▶ EXERCISE OBJECTIVE: Lines to be reproduced exactly: the one that holds "Please drop a marker on the yellow" and all those after it through the end of the data. Include no others.

--- SOURCE DATA Enclosed Below ---

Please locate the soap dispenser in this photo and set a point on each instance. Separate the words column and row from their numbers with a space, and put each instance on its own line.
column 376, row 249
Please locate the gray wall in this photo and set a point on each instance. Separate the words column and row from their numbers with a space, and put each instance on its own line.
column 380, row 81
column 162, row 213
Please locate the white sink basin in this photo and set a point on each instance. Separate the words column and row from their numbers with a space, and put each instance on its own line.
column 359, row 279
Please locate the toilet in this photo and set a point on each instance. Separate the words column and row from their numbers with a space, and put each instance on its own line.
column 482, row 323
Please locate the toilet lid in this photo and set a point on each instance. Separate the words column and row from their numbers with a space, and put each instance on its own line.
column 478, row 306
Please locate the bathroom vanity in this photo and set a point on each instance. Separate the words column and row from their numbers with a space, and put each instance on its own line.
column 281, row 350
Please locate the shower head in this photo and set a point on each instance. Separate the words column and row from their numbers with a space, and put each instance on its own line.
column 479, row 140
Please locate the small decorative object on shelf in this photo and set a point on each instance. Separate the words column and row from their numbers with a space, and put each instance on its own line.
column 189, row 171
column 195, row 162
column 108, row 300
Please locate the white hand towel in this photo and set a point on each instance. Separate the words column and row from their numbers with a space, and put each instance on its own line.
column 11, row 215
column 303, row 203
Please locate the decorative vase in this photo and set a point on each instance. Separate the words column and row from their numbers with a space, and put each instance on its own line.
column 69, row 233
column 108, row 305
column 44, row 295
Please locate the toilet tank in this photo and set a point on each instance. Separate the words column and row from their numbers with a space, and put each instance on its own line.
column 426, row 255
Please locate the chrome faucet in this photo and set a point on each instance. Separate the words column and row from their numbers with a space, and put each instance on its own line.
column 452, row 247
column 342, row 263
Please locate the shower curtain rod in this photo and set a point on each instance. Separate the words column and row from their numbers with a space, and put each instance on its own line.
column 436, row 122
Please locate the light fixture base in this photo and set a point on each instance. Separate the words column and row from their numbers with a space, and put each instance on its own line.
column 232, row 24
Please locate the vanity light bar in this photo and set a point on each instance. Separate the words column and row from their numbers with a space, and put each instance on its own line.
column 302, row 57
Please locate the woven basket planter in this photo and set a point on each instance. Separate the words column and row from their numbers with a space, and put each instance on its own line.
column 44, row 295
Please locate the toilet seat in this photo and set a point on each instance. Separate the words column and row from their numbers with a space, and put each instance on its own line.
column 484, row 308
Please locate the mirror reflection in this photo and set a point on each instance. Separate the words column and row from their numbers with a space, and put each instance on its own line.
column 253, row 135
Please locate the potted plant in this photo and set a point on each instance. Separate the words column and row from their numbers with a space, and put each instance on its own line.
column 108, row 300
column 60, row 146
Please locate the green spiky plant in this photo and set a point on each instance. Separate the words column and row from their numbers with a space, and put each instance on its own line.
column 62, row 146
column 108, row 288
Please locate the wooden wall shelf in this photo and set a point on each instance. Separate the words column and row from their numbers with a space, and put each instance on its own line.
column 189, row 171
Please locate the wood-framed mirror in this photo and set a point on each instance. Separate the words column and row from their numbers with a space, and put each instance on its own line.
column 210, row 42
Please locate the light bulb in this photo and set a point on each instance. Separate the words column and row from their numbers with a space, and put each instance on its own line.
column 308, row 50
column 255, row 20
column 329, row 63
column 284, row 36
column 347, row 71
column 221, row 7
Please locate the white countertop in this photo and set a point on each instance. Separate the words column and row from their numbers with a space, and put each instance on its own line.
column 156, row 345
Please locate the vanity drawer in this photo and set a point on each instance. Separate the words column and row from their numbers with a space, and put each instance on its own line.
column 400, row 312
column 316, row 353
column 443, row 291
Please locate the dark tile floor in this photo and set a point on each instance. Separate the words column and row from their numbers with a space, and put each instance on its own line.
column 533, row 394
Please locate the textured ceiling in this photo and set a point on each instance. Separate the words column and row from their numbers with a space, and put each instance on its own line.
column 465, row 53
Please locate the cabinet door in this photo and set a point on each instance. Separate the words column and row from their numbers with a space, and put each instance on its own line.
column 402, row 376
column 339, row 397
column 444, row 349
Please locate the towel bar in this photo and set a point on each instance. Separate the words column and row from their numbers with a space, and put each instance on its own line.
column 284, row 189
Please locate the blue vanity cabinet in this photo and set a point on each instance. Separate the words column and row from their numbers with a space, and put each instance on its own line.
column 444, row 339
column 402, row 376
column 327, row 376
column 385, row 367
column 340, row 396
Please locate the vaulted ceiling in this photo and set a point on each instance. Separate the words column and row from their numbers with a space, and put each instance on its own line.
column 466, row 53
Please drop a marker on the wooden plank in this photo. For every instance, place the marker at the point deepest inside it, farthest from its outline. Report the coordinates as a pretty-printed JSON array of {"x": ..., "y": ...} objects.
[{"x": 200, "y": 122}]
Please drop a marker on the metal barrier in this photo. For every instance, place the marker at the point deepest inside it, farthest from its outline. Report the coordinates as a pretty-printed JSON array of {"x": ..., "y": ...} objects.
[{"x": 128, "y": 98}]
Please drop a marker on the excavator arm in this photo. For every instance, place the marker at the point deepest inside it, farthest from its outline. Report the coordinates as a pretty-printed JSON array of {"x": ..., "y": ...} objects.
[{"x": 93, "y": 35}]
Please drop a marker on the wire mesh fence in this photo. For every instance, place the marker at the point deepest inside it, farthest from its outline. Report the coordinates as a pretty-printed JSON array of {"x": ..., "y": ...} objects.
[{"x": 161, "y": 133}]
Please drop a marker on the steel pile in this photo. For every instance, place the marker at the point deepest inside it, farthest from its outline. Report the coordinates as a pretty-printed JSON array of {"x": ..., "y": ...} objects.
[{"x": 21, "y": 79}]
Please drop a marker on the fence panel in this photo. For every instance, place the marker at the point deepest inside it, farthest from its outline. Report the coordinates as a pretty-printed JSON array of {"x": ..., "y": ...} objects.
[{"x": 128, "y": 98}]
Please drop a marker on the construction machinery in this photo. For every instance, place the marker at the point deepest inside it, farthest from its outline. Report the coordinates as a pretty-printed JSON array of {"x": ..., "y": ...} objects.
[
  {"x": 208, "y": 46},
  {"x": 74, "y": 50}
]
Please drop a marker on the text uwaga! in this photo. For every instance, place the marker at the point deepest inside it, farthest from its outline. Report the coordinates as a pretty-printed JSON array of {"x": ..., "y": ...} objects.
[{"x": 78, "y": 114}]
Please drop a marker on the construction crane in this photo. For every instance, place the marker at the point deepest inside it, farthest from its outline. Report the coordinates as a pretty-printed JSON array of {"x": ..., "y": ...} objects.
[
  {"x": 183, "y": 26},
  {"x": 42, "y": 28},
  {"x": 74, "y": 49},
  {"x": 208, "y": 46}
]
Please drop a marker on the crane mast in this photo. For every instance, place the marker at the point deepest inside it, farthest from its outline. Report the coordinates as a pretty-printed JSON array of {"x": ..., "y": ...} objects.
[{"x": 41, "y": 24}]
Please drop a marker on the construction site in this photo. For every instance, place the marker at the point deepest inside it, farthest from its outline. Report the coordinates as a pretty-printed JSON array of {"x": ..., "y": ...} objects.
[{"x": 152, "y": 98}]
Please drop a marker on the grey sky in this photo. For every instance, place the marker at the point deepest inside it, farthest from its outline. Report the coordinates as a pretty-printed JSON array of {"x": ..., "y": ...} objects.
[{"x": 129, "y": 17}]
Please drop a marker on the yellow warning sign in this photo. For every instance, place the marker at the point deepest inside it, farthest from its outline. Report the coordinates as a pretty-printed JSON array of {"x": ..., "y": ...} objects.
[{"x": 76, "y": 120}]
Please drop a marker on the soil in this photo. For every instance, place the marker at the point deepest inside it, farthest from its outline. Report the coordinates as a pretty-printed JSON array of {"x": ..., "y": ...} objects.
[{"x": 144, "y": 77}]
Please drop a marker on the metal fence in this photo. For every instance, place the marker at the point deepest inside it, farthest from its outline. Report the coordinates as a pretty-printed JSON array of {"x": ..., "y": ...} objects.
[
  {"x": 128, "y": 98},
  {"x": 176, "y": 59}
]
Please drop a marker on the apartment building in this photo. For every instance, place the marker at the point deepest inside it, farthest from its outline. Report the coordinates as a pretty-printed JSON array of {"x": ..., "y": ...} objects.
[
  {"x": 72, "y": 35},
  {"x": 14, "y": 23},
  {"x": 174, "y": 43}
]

--- End of Enclosed SOURCE DATA ---

▶ TASK RESPONSE:
Please drop a marker on the yellow warning sign in this photo. For every instance, place the marker at the point deepest inside it, farthest from its outline. Report the coordinates as a pretty-printed JSON array of {"x": ..., "y": ...} objects.
[{"x": 76, "y": 120}]
Please drop a marker on the soil in this photo. For every instance, place the marker at the point deepest inside it, farthest from its outline. Report the coordinates as a pretty-printed JSON array of {"x": ..., "y": ...} objects.
[{"x": 144, "y": 77}]
Please drop a marker on the metal fence in this photo. For every instance, place the marker at the point deepest inside it, farthest from its outline. Report the coordinates as a pretty-printed JSON array of {"x": ..., "y": ...} objects.
[
  {"x": 128, "y": 98},
  {"x": 176, "y": 59}
]
Please drop a marker on the apartment building in this photo. For every instance, place the marker at the point deepest inside it, farthest from its outline. Report the coordinates as a pretty-printed JSON array of {"x": ..., "y": ...} objects.
[
  {"x": 72, "y": 35},
  {"x": 14, "y": 23},
  {"x": 174, "y": 43}
]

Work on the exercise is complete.